◆ Given task
Pick out and copy every line of the data below that contains the word "Running". The match is case-sensitive.

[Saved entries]

★ ★ ★ ★ ★

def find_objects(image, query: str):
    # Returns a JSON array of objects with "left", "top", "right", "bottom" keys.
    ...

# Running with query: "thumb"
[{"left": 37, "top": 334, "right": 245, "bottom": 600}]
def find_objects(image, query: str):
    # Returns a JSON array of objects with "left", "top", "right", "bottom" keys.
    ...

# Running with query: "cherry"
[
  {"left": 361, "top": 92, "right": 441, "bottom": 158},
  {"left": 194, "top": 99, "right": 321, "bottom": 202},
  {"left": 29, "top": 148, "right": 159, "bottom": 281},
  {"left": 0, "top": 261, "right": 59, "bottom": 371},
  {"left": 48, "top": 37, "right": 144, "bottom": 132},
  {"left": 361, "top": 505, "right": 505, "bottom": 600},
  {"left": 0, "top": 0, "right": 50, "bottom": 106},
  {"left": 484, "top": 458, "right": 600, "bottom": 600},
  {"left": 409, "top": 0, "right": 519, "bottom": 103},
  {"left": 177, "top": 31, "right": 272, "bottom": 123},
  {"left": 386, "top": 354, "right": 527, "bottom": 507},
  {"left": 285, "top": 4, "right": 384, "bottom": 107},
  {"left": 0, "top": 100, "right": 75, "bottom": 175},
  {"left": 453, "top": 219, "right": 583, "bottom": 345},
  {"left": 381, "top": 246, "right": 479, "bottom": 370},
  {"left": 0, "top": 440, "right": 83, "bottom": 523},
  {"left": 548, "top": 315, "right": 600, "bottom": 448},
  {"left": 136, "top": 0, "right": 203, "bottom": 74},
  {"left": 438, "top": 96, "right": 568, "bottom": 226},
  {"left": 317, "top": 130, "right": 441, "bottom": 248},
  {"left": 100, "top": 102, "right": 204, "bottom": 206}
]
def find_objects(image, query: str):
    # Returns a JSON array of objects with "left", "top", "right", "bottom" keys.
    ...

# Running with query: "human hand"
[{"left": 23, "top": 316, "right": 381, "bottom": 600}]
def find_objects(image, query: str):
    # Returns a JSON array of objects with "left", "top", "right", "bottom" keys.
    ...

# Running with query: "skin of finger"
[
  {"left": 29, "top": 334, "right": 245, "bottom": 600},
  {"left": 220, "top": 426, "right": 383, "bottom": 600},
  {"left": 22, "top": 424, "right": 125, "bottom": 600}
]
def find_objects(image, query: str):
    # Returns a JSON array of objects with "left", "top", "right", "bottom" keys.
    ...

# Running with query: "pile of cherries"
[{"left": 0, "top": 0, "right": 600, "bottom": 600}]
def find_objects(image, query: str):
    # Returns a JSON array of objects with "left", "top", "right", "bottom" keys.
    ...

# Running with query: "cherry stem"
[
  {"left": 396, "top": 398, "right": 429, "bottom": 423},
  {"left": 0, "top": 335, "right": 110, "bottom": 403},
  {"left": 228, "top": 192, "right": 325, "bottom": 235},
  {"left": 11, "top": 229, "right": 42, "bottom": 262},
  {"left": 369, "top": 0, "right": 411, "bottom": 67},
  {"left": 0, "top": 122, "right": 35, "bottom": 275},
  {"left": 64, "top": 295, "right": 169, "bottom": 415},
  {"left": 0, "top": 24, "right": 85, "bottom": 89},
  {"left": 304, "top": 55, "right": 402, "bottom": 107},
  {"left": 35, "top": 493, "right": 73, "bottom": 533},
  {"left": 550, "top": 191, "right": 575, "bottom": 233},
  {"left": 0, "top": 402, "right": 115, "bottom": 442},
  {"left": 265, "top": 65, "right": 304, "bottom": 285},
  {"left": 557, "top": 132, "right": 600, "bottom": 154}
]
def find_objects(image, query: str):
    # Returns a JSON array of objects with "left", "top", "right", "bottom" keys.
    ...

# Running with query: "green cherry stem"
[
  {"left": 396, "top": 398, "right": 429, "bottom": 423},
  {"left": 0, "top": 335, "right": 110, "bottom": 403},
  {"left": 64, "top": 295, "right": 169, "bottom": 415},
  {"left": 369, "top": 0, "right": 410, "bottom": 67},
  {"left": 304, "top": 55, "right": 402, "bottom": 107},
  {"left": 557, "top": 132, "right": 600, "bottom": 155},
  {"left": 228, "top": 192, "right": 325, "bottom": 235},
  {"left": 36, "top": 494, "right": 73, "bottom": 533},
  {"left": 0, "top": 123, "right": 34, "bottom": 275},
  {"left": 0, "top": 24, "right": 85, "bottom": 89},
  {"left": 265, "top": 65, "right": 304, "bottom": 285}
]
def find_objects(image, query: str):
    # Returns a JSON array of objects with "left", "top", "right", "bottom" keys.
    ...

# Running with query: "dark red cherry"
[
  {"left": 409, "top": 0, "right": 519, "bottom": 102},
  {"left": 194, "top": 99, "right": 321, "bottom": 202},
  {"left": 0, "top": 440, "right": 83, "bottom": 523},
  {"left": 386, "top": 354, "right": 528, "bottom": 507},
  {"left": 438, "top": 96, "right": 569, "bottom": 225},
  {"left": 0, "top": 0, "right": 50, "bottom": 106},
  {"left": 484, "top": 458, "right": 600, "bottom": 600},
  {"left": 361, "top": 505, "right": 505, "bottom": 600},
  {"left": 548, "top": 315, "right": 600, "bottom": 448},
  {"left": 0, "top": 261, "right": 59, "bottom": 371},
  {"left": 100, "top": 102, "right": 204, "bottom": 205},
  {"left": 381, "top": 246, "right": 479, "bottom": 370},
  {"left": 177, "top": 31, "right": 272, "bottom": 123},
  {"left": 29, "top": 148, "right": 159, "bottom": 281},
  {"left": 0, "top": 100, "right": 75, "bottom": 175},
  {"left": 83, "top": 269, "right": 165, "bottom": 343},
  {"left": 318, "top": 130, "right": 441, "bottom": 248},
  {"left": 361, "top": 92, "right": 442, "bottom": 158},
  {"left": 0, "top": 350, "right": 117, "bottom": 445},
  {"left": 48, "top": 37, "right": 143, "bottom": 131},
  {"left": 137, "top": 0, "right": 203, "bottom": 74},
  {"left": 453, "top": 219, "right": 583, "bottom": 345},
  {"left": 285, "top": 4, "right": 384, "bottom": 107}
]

★ ★ ★ ★ ★

◆ Solution for this problem
# Running with query: "thumb"
# Running with query: "cherry"
# Running with query: "human hand"
# Running with query: "skin of finger"
# Running with query: "pile of cherries"
# Running with query: "cherry stem"
# Running with query: "green cherry stem"
# Running with query: "dark red cherry"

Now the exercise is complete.